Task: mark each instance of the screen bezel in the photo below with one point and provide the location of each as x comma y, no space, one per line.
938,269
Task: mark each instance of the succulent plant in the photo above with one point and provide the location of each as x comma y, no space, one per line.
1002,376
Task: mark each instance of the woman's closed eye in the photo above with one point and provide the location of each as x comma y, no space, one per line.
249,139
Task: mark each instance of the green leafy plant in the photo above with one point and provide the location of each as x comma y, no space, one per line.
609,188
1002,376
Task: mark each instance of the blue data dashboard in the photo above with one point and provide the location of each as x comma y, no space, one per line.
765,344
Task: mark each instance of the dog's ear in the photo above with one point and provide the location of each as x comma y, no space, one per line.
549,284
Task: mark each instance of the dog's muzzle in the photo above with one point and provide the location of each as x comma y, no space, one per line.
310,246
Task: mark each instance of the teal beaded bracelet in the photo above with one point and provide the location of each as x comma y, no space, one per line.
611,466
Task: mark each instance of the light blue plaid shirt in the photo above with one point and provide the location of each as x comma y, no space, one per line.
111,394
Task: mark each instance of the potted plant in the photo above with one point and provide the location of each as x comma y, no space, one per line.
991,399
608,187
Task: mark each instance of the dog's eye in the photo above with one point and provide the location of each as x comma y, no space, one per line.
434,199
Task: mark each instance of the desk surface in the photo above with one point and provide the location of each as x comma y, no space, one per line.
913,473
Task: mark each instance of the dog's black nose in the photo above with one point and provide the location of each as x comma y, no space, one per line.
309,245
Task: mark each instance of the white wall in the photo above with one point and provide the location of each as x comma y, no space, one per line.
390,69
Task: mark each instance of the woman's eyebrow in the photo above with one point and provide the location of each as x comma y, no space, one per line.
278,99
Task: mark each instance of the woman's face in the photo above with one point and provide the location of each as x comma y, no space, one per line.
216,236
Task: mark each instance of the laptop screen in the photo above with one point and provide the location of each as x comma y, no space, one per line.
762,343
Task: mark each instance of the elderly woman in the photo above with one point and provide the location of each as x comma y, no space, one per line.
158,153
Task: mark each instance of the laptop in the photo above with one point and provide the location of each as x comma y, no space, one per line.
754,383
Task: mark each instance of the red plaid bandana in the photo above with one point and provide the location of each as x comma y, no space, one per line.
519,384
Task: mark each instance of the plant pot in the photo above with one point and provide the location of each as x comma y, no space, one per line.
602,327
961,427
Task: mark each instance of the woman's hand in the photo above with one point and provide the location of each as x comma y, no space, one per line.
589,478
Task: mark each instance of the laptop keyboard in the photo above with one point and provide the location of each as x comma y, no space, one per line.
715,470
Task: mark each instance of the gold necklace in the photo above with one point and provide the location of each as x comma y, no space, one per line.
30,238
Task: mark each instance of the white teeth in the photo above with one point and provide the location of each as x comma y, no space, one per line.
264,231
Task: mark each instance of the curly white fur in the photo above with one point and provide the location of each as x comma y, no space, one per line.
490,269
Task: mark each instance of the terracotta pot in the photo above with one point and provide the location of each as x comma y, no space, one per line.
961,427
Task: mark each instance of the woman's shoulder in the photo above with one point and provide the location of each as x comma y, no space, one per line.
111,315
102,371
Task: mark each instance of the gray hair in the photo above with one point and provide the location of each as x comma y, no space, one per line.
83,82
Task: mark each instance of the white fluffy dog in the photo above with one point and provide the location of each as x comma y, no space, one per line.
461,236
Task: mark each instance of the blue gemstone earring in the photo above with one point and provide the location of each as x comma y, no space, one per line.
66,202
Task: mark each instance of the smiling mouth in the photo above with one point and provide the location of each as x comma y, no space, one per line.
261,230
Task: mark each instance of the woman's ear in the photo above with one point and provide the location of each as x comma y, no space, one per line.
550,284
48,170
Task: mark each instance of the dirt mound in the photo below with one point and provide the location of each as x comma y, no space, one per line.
○ ○ ○ ○ ○
> **Work item**
Transcribe exactly, and only, the lines from the one with "Task: mark each instance of the smiling" through the last line of the data.

> **Output below**
Task: mark each instance of the smiling mouth in the photo above with one point and provide the location of each as x comma y, no space, one per line.
261,230
Task: mark each instance of the woman's ear in the photo above with one point and provide the location of each as x comma y, no space, one per line.
550,284
48,170
Task: mark each instance of the dirt mound in the photo below with one point and provide the location of each as x comma y, no space, one per line.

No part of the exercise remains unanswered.